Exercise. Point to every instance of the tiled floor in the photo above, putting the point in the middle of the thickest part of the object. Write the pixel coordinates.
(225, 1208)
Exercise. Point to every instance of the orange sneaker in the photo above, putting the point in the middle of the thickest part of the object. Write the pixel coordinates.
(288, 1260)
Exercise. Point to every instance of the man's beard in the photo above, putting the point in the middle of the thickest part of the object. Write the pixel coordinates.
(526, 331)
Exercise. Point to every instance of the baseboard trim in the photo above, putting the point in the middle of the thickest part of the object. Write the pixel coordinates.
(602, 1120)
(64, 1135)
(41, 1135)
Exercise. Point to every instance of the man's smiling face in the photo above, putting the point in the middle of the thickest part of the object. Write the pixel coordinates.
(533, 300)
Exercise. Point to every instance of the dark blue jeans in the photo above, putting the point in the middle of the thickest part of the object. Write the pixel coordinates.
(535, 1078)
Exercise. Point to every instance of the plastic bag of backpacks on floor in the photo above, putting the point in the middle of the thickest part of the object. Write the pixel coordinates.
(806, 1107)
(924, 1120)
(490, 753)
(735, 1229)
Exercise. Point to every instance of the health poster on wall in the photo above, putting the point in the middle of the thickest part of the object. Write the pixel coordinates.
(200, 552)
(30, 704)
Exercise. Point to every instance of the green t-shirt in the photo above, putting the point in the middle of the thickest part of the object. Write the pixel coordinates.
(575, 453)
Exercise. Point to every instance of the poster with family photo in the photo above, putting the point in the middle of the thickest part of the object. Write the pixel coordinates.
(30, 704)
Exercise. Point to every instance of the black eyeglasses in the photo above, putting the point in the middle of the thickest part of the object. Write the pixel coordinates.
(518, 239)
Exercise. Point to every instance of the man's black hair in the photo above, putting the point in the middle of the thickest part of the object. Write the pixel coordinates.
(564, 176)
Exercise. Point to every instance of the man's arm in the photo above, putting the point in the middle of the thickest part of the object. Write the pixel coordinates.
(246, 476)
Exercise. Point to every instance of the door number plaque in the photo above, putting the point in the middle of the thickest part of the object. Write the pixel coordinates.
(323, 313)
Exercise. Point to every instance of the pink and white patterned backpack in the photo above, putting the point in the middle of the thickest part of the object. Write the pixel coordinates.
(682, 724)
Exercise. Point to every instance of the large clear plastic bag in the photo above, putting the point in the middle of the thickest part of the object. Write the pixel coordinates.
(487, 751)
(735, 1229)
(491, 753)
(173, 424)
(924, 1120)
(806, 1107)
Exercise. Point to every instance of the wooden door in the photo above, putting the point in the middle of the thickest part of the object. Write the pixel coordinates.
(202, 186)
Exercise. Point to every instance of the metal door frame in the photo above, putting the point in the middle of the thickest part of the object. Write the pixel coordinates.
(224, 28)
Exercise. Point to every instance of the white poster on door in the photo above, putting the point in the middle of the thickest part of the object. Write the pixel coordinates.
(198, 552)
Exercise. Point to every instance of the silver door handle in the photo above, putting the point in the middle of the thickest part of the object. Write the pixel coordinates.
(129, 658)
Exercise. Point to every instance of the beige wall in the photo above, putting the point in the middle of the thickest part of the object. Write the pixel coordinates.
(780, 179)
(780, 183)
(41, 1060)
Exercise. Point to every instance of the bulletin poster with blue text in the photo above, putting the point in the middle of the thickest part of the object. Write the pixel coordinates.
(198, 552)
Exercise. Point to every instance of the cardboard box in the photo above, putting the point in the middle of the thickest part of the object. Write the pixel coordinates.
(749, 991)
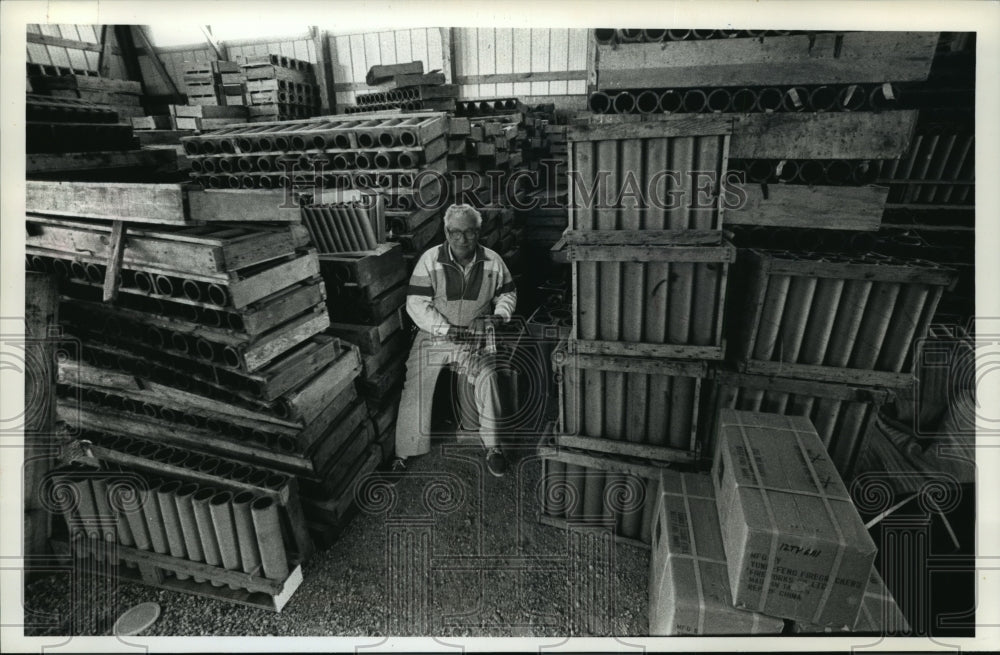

Problem to solve:
Skip every image and output the remaining records exactly.

Your solution:
Exercise. Point to every instance of the tiled floor in the photo above, putting the point in the middle of the thickest part of the object. Write the pixel coordinates.
(225, 1208)
Exercise. Point to every instance of the orange sneaker in the photo above, putting the point in the middle of the thickest part of the object. Write the pixel coordinates.
(288, 1260)
Exercise. Point to every instance of the man's beard in the photo above, putting the point in the middle of the thickest part of the object. Write the pixel coordinates.
(526, 331)
Exercise. Point to every instance of the baseboard trim in the photo above, putting the point in the middle of the thickest part of the object. Write the pixel coordinates.
(602, 1120)
(64, 1135)
(41, 1135)
Exercise. Point to every instance of the man's smiling face in the photo above, putting the point in the middle of the thickest part of the object. Write the pixel coordinates.
(533, 300)
Exercise. Point to every instance of the dark blue jeans in the photo above, putting the point in the middle of the thickest part of the object. Write the pixel coordinates.
(535, 1078)
Exercise. Point to every instance of the plastic bag of backpacks on floor in the photo above, putting the point in the middle of the thickest part of the object. Write the pixel coordinates.
(806, 1107)
(924, 1120)
(490, 753)
(735, 1229)
Exercise. Point to every instance of the health poster on wall in the photo above, putting the point in the middle of the thickest part of the object. Write the pixel coordinates.
(200, 552)
(30, 704)
Exercise. Point to every instance of the green t-shirt in the photo above, putting the point in the middle of the thickest part of the object. Write the pixel coordinates.
(575, 453)
Exercise. Point to every instance of the poster with family photo in the photo above, putting the point in the middle of the thickest part of the object. Write the pixel coordinates.
(30, 704)
Exercise. Point to every instance of the black eyeglasses in the photo above, putting the point in the middle of the thickest part of the object. Write the pixel coordinates.
(518, 239)
Exercise. Point to every instance of the man's black hair in the photo above, putting the point in the middle of the thickest part of the object. Write the pixel coordinates.
(564, 176)
Exercise. Point to every instance of the man's arm in the photo above, putting the point in the middle of the thickest part of the object. Write the pixel coordinates.
(246, 476)
Exercise. Point to every instance of the door number plaque in the photo above, putting the point in the middle of the thickest part of the object. Write the pixel coordinates.
(323, 313)
Exercise. Point to every instance of the pink and white patterned backpack in the photo above, putting the point in the middle of the thickest part of the object. Write the pixel coordinates.
(682, 724)
Exercise. Point to every instance of the large clear plastic bag in the photo above, putting the point in the middle of the thickest part of the object. Write the pixel coordinates.
(487, 751)
(735, 1229)
(491, 753)
(173, 424)
(924, 1120)
(806, 1107)
Exercise. Point to every instance of the wooden door in the photo above, putting the point in the middle of the thickest part of the object. Write the pixel coordinates.
(202, 186)
Exercise. Point to every instance of the metal door frame in the photo above, putting the point in the middle of the thickest part of the object. Write the pixel coordinates.
(224, 28)
Exercise. Point to every instance of the white poster on door in the photo above, putting the point in the middle of the thickest part of the object. Write the pixel coordinates.
(198, 552)
Exercise. Point to every instance of the silver door handle in the photo above, putting the point in the middle of the thickest part of the object. Write the pixel coordinates.
(129, 658)
Exercise. Point to every instance of the beige wall in the photo above, putting the point in the middle of the thickest part of the object. Write the pixel coordinates.
(780, 179)
(780, 183)
(41, 1060)
Exercise. Point to every instance of the bulletin poster with blue text in the photo above, putting the point in the middle of the thickest part of the object. Write the pixel coordinates.
(198, 552)
Exercise. Point to every instance of the cardboard box in the photo above, putting the point in the middle of the thickest part of the object. Write the pixel coordinates.
(749, 991)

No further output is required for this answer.